SUAS TAREFAS:
A - Diga se cada afirmação concorda com o texto sobre dopagem: (i) a cocaína é tratada como substância especificada; (ii) provar que o uso ocorreu fora de competição não leva à absolvição do atleta; (iii) para ter a pena reduzida a um mês, o atleta precisa comprovar que faz tratamento em programa aprovado. Responda sim ou não e cite as palavras do texto que decidem cada caso.
B - Segundo o texto sobre dopagem, qual pena de inelegibilidade cabe ao atleta que apresenta prova dos requisitos do Código?
C - Retome o texto sobre dopagem e escreva a continuação a partir da última frase apresentada.

───── TEXTO DE ORIGEM

Por outro lado, o artigo 10.2.4.2 deixa claro que o uso em competição ou a simples presença da droga nos fluidos do atleta não serão tolerados, permitindo ao atleta demonstrar que não fez uso da substância com a finalidade de melhorar seu rendimento, não sendo no caso o uso tratado como intencional. Portanto, a hipótese de se alegar e provar que o uso se deu fora de competição, não gerará absolvição do atleta.
Especial atenção merece o caso do atleta viciado em cocaína, em razão de tal substância não ser especificada, e lhe competir a comprovação da não intencionalidade. Já as demais substâncias de abuso, por serem especificadas, não demandam prova, por parte do atleta, de que o uso não foi intencional, muito embora seja requisito para qualquer redução de pena, nos casos de dopagem, a prova de como a substância entrou no organismo do atleta, o que inclui o contexto de abuso.
Reitera-se que não há margem para presunções, sendo demandada prova corroborativa das circunstâncias, ou seja, dos requisitos do Código, para que o atleta faça jus a uma pena de 3 (três) meses de inelegibilidade, devendo, igualmente, comprovar que se submete a tratamento em programa aprovado[12] para reduzir a pena para 1 (um) mês, sendo, ônus do atleta a prova de tais circunstâncias atenuantes.

──────────
───── REGISTROS EXIBIDOS

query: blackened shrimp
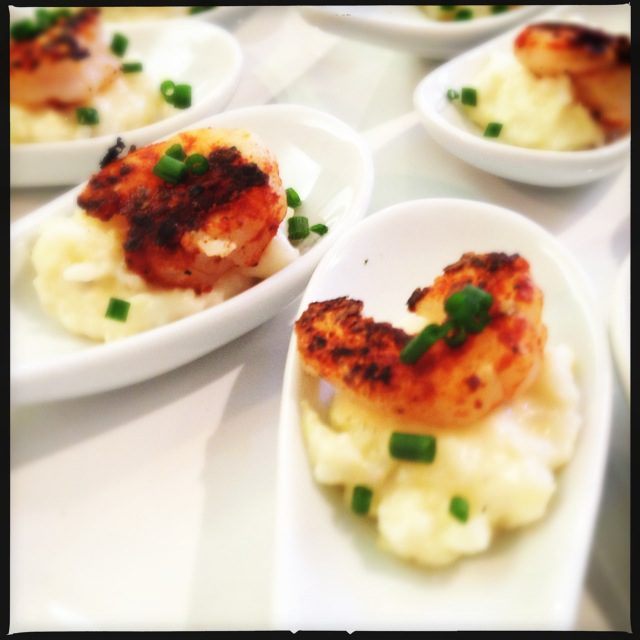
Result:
[295,253,547,427]
[514,23,631,136]
[78,129,287,293]
[9,8,120,107]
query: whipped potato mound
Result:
[302,345,580,567]
[31,209,298,341]
[463,52,605,151]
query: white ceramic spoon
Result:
[300,5,547,60]
[414,5,631,187]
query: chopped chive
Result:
[120,62,142,73]
[36,9,58,31]
[189,5,216,15]
[309,222,329,236]
[453,9,473,20]
[483,122,502,138]
[286,187,302,209]
[111,33,129,58]
[400,324,445,364]
[351,484,373,516]
[171,84,191,109]
[185,153,209,176]
[444,327,467,347]
[444,284,493,333]
[153,155,187,184]
[9,8,71,40]
[76,107,100,124]
[449,496,469,522]
[164,144,187,160]
[104,298,131,322]
[287,216,309,240]
[460,87,478,107]
[389,431,436,462]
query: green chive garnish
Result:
[185,153,209,176]
[389,431,436,462]
[160,80,176,104]
[104,298,131,322]
[111,33,129,58]
[76,107,100,124]
[460,87,478,107]
[164,144,187,160]
[453,9,473,20]
[400,324,445,364]
[287,216,309,240]
[351,484,373,516]
[449,496,469,522]
[309,222,329,236]
[483,122,502,138]
[120,62,142,73]
[9,9,71,40]
[153,155,187,184]
[10,20,41,40]
[171,84,191,109]
[443,327,467,347]
[36,9,58,31]
[286,187,302,209]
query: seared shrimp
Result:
[515,23,631,135]
[9,8,120,107]
[295,253,546,427]
[78,129,287,293]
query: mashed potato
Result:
[31,209,298,341]
[9,72,176,143]
[463,52,605,151]
[302,346,580,566]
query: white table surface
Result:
[10,6,630,633]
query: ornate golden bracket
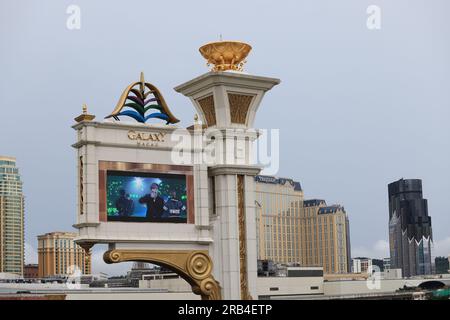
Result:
[103,249,222,300]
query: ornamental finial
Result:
[199,41,252,72]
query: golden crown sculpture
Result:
[199,41,252,71]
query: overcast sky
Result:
[0,0,450,274]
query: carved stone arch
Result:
[103,249,222,300]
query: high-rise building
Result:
[0,156,24,275]
[434,257,450,274]
[300,199,351,274]
[38,232,91,278]
[388,179,433,277]
[352,257,373,273]
[255,176,303,263]
[23,264,39,279]
[255,176,351,273]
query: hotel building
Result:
[0,156,24,275]
[300,199,351,273]
[255,176,303,263]
[255,176,351,273]
[38,232,91,278]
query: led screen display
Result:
[106,171,188,223]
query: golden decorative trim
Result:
[197,95,216,127]
[75,104,95,122]
[228,93,253,124]
[237,175,252,300]
[199,41,252,72]
[103,249,222,300]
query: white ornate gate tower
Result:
[74,41,280,299]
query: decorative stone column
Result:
[175,42,280,299]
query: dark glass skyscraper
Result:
[388,179,433,277]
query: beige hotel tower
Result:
[255,176,351,274]
[0,156,24,275]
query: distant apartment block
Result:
[0,156,24,276]
[38,232,91,278]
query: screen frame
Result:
[98,161,195,224]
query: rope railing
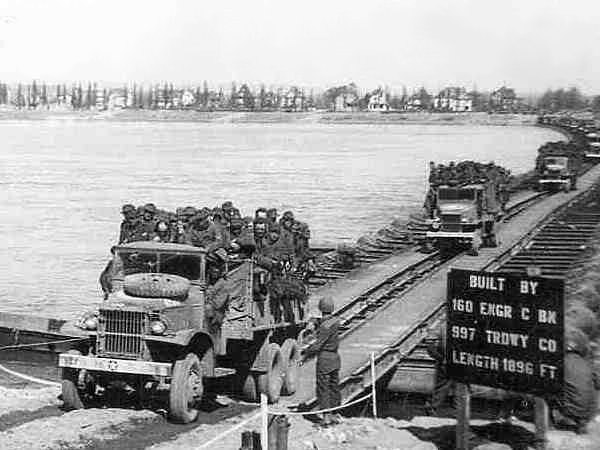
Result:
[0,338,88,387]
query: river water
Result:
[0,120,560,317]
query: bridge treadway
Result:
[282,166,600,405]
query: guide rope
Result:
[0,338,87,387]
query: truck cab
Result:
[426,183,501,253]
[59,241,306,423]
[585,131,600,159]
[538,155,577,192]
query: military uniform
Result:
[305,299,342,416]
[119,204,139,244]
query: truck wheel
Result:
[281,339,300,395]
[169,353,204,423]
[61,350,85,411]
[257,343,283,403]
[469,234,481,256]
[240,373,260,402]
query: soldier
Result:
[152,220,171,242]
[548,327,598,433]
[138,203,156,241]
[119,203,139,244]
[267,208,277,229]
[279,211,296,255]
[221,200,234,221]
[254,206,267,221]
[304,297,341,426]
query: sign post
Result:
[446,269,564,448]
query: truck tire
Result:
[469,233,481,256]
[281,339,300,395]
[257,343,283,403]
[61,350,85,411]
[169,352,204,423]
[123,273,190,299]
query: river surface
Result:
[0,120,561,317]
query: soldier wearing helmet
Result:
[152,220,170,242]
[119,203,140,244]
[279,211,296,255]
[267,208,277,225]
[304,297,341,425]
[137,203,157,241]
[548,325,598,433]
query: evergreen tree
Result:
[16,83,25,109]
[71,85,77,109]
[202,80,210,108]
[40,83,48,108]
[137,84,144,109]
[255,84,267,111]
[229,81,237,110]
[131,83,137,109]
[163,83,169,109]
[29,80,39,108]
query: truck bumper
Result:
[58,353,172,377]
[539,179,569,184]
[425,231,475,239]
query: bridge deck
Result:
[283,166,600,404]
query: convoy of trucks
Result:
[59,241,307,423]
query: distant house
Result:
[279,87,305,112]
[367,89,390,112]
[490,86,520,112]
[333,92,358,112]
[433,87,473,112]
[181,89,196,108]
[108,88,127,109]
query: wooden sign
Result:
[446,269,564,396]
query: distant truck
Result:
[536,142,583,192]
[59,241,307,423]
[585,130,600,159]
[425,165,508,255]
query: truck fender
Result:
[145,330,215,376]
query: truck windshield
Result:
[119,251,201,280]
[544,156,567,166]
[438,188,475,200]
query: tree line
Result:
[0,81,600,113]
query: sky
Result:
[0,0,600,94]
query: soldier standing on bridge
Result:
[119,203,140,244]
[304,297,342,426]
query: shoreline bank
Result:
[0,109,537,126]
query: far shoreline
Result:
[0,109,537,126]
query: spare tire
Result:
[123,273,190,300]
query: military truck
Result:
[585,129,600,160]
[59,241,307,423]
[425,179,508,255]
[536,142,582,192]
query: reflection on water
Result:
[0,121,560,316]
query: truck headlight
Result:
[150,320,167,334]
[81,314,98,331]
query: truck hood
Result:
[546,164,566,171]
[440,203,475,215]
[101,291,182,311]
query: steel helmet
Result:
[319,297,334,314]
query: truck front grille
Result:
[440,214,461,232]
[98,309,147,358]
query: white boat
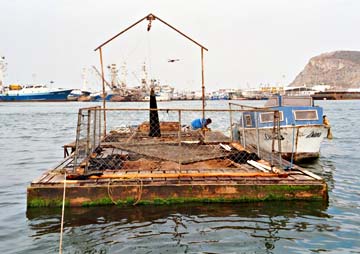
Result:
[233,95,330,161]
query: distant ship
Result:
[0,84,72,101]
[0,56,72,101]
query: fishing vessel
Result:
[230,95,331,161]
[0,84,72,101]
[0,56,72,101]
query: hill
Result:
[290,51,360,89]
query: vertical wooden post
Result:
[99,48,106,137]
[229,103,234,141]
[201,47,205,122]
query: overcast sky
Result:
[0,0,360,91]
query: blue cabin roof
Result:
[240,96,323,128]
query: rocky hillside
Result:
[290,51,360,89]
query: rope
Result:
[107,178,144,205]
[59,170,66,254]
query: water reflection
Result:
[27,201,332,253]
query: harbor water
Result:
[0,100,360,253]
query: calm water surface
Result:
[0,100,360,253]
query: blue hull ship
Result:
[0,85,72,101]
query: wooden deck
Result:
[27,128,327,207]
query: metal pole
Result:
[99,48,106,137]
[85,110,91,173]
[92,109,97,149]
[178,109,181,146]
[277,114,282,168]
[201,47,205,136]
[229,103,234,141]
[73,109,82,173]
[97,107,101,145]
[241,111,246,148]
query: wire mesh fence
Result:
[74,107,284,174]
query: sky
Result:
[0,0,360,91]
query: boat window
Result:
[294,110,318,120]
[260,111,284,123]
[245,115,252,126]
[265,96,279,107]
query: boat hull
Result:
[239,125,328,161]
[0,90,72,101]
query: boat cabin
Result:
[239,95,323,128]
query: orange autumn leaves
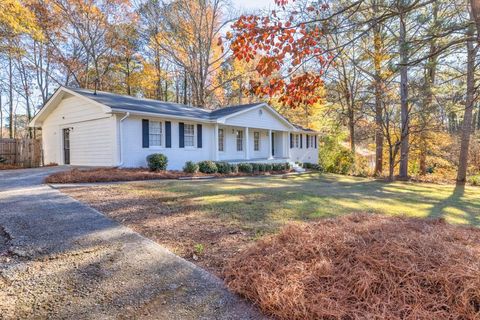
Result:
[225,1,332,108]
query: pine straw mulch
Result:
[45,168,290,183]
[224,214,480,319]
[0,163,23,170]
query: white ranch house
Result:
[30,87,318,170]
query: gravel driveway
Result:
[0,167,262,320]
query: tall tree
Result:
[457,0,480,184]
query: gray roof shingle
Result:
[67,87,262,120]
[63,87,315,132]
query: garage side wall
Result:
[42,97,117,166]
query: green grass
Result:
[139,174,480,235]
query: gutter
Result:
[118,112,130,167]
[112,108,217,123]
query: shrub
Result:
[258,163,267,172]
[468,175,480,186]
[250,162,260,173]
[272,163,285,171]
[230,163,238,173]
[183,161,198,173]
[147,153,168,171]
[215,162,232,174]
[303,162,322,171]
[238,163,253,173]
[198,160,218,173]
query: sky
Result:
[231,0,274,11]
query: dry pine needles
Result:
[224,214,480,319]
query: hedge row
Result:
[183,160,291,174]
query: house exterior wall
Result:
[42,96,318,170]
[218,126,269,161]
[42,97,116,166]
[117,116,214,170]
[289,134,318,163]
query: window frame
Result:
[235,130,244,152]
[217,128,225,152]
[253,131,261,152]
[183,123,197,148]
[148,120,164,149]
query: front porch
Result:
[214,125,290,163]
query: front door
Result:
[63,129,70,164]
[272,132,275,157]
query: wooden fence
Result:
[0,139,42,168]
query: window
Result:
[237,130,243,151]
[184,124,195,147]
[148,121,163,147]
[218,129,225,151]
[253,132,260,151]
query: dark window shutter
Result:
[142,119,150,148]
[178,122,185,148]
[165,121,172,148]
[197,124,203,148]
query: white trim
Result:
[217,102,296,130]
[29,86,111,127]
[112,108,217,123]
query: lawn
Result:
[63,174,480,274]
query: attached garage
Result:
[32,90,117,166]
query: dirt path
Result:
[0,168,262,319]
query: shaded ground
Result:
[62,174,480,275]
[0,168,262,320]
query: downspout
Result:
[118,112,130,167]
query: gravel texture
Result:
[0,167,263,320]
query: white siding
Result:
[288,133,318,163]
[122,116,214,170]
[42,97,116,166]
[225,107,291,131]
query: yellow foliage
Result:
[0,0,42,40]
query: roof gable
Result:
[218,103,295,131]
[30,87,316,131]
[29,87,111,127]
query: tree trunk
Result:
[8,52,14,139]
[0,91,3,139]
[398,8,410,179]
[183,71,188,105]
[457,22,477,185]
[373,24,383,176]
[419,2,438,175]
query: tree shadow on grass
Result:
[428,185,480,227]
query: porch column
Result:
[213,123,218,161]
[268,130,273,160]
[245,127,250,160]
[285,131,290,159]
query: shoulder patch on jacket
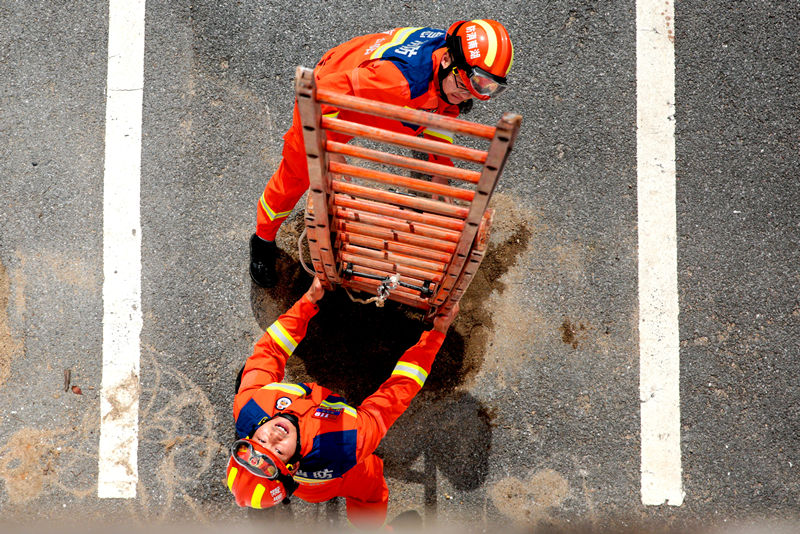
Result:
[370,28,447,99]
[236,399,271,439]
[295,430,356,483]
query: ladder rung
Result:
[339,250,442,284]
[328,161,475,202]
[326,141,481,184]
[342,276,430,310]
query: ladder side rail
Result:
[322,117,488,165]
[344,276,430,311]
[432,113,522,306]
[317,89,495,139]
[333,193,464,231]
[331,180,469,219]
[424,208,494,320]
[337,234,453,265]
[339,242,447,273]
[328,161,475,202]
[332,206,461,243]
[295,67,340,289]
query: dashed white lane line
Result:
[636,0,684,506]
[97,0,145,499]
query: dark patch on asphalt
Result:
[251,217,531,405]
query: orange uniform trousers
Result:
[294,454,389,528]
[256,102,336,241]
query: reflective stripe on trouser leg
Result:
[340,454,389,528]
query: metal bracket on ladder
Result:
[295,67,522,319]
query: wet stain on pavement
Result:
[0,428,59,504]
[558,318,586,349]
[489,469,569,523]
[251,197,532,404]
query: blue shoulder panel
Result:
[372,28,447,99]
[297,429,356,480]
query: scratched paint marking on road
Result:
[97,0,145,499]
[636,0,684,506]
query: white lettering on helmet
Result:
[419,31,444,39]
[395,41,424,57]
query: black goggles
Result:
[453,66,508,97]
[231,439,289,480]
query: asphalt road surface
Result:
[0,0,800,530]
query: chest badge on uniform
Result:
[275,397,292,410]
[314,406,344,419]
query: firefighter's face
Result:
[253,417,297,463]
[441,53,472,104]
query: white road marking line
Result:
[636,0,684,506]
[97,0,145,499]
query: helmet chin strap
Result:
[436,63,454,106]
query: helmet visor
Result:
[231,439,286,480]
[469,67,507,96]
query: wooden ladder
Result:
[295,67,522,319]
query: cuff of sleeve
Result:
[422,330,447,350]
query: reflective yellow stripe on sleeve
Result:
[250,484,267,508]
[267,321,297,356]
[392,362,428,387]
[259,193,292,221]
[472,19,497,67]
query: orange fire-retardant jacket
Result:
[284,28,459,166]
[233,295,445,499]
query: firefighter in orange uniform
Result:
[250,19,514,287]
[227,278,458,527]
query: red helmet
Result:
[228,439,298,508]
[447,19,514,100]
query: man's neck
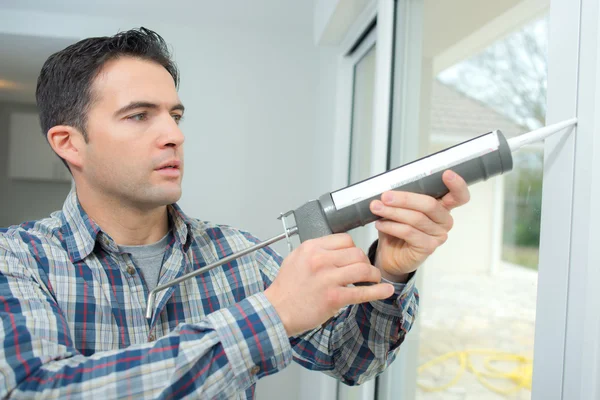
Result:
[78,189,169,246]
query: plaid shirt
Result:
[0,191,418,399]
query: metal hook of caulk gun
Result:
[146,118,577,319]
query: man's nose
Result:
[159,116,185,147]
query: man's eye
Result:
[127,113,148,121]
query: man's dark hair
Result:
[36,27,179,141]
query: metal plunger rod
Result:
[146,227,298,319]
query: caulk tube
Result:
[294,130,513,242]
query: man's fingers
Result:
[375,220,448,254]
[373,205,453,236]
[312,247,369,267]
[331,262,381,286]
[304,233,354,250]
[339,283,394,305]
[440,170,471,210]
[370,190,450,225]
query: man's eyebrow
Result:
[115,101,185,116]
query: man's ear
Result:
[47,125,85,168]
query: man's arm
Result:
[246,235,419,385]
[0,247,291,398]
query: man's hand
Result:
[265,233,394,336]
[371,171,470,282]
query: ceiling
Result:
[0,0,313,103]
[0,0,314,33]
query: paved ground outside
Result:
[417,265,537,400]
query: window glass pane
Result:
[348,45,376,184]
[416,9,547,400]
[348,45,376,251]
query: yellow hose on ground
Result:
[417,349,533,395]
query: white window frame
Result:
[378,0,600,400]
[532,0,600,400]
[322,0,395,400]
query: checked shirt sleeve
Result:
[256,242,419,386]
[0,247,292,398]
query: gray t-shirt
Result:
[119,233,169,292]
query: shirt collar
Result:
[63,189,193,262]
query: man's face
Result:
[78,57,184,209]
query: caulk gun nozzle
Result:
[507,118,577,152]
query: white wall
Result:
[0,2,336,399]
[0,103,71,227]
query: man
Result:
[0,28,469,398]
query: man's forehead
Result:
[92,57,180,107]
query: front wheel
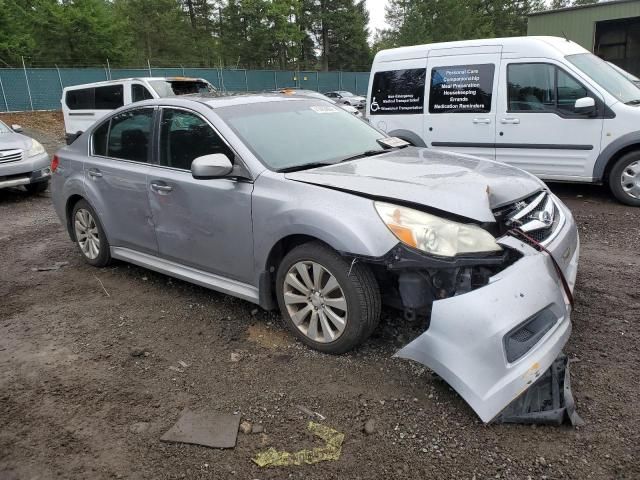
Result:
[609,152,640,207]
[276,242,381,354]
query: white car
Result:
[366,37,640,206]
[60,77,216,145]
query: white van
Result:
[366,37,640,206]
[60,77,215,145]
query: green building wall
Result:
[527,0,640,51]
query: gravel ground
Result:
[0,116,640,480]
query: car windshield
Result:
[215,99,384,171]
[149,80,213,98]
[566,53,640,104]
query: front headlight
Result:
[375,202,502,257]
[27,140,44,157]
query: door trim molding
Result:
[431,142,593,150]
[111,247,260,304]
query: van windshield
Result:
[566,53,640,105]
[149,80,214,98]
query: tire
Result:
[609,151,640,207]
[71,200,111,267]
[24,180,49,195]
[276,242,381,354]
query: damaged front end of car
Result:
[369,190,579,424]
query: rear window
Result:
[65,84,124,110]
[429,63,495,113]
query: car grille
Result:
[494,192,564,245]
[0,149,22,163]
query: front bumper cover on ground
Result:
[396,234,578,422]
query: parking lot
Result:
[0,113,640,480]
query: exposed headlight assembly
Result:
[375,202,502,257]
[27,140,44,157]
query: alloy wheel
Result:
[283,261,347,343]
[620,160,640,200]
[73,208,100,260]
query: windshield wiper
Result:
[278,162,333,173]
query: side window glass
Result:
[507,63,556,112]
[95,85,124,110]
[107,108,153,162]
[131,83,153,102]
[558,69,590,114]
[369,68,427,115]
[65,88,94,110]
[160,108,234,170]
[429,63,496,113]
[91,122,109,157]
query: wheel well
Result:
[64,195,82,242]
[602,143,640,183]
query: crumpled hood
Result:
[285,147,544,222]
[0,132,33,150]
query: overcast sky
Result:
[367,0,387,37]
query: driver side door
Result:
[496,59,605,181]
[147,107,254,283]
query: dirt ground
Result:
[0,115,640,480]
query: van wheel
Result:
[71,200,111,267]
[609,151,640,207]
[276,242,381,354]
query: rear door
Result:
[424,45,502,159]
[148,107,254,283]
[84,107,158,255]
[496,59,605,181]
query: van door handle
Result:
[500,118,520,125]
[151,182,173,193]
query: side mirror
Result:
[191,153,233,180]
[573,97,596,116]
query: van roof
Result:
[63,77,208,91]
[374,37,588,63]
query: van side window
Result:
[91,122,109,157]
[131,83,153,102]
[507,63,597,116]
[107,108,153,162]
[429,63,496,113]
[369,68,427,115]
[94,85,124,110]
[160,108,234,170]
[65,88,93,110]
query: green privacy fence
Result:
[0,68,369,112]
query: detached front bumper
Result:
[0,153,51,188]
[396,202,579,422]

──────────

AS RESPOSTAS:
A -
(i) Não: "em razão de tal substância não ser especificada".
(ii) Sim: "a hipótese de se alegar e provar que o uso se deu fora de competição, não gerará absolvição do atleta".
(iii) Sim: "comprovar que se submete a tratamento em programa aprovado".

B - Uma pena de 3 (três) meses de inelegibilidade.

C -
Tal constatação é inafastável e já foi trazida, inclusive, em artigo publicado por Paulo Schmitt, Fernando Solera e Octávio da Silveira Neto[13], que, igualmente, concluíram que o simples fato de uma substância ser considerada de abuso, ou a mera alegação do atleta, não geram a redução automática. Ao contrário, são transferidos para o atleta inúmeros ônus para sua defesa.
Em outras palavras, caso não haja a comprovação das circunstâncias de abuso, não terá o atleta o direito a redução de 1 (um) a 3 (três) meses, sendo necessária a avaliação do grau de culpa do atleta, nos termos do artigo 10.6., não se podendo aplicar o artigo 10.5., uma vez que a ausência de culpa prevista neste artigo não tem ligação direta com a circunstância de abuso, mas sim com outros elementos, tais como consumo involuntário ou sabotagem.
Seria, ainda, estranho aplicar penas inferiores a 3 (três) meses para o uso realizado em competição, razão pela qual, neste tocante, é evidente que não houve benefício para o atleta, a não ser maior critério para a aplicação das penas.
Embora sejam substâncias proibidas em competição, o Código deixa claro que o atleta será processado e julgado mesmo que comprove que o uso se deu fora de competição. Isso porque, em geral, os laboratórios não “procuram” tais substâncias em amostras coletadas fora de competição, resultando estes em casos de RAA de amostras colhidas somente em competição.
Tal constatação se baseia nos objetivos do Código Mundial Antidopagem e do Programa Mundial Antidopagem que versam sobre: “proteger o direito fundamental dos Atletas de participar de esportes livres de dopagem e, assim, promover a saúde, justiça e igualdade para Atletas do mundo todo, eGarantir programas de antidopagem harmonizados, coordenados e eficazes nacional e internacionalmente no que diz respeito à prevenção de dopagem…”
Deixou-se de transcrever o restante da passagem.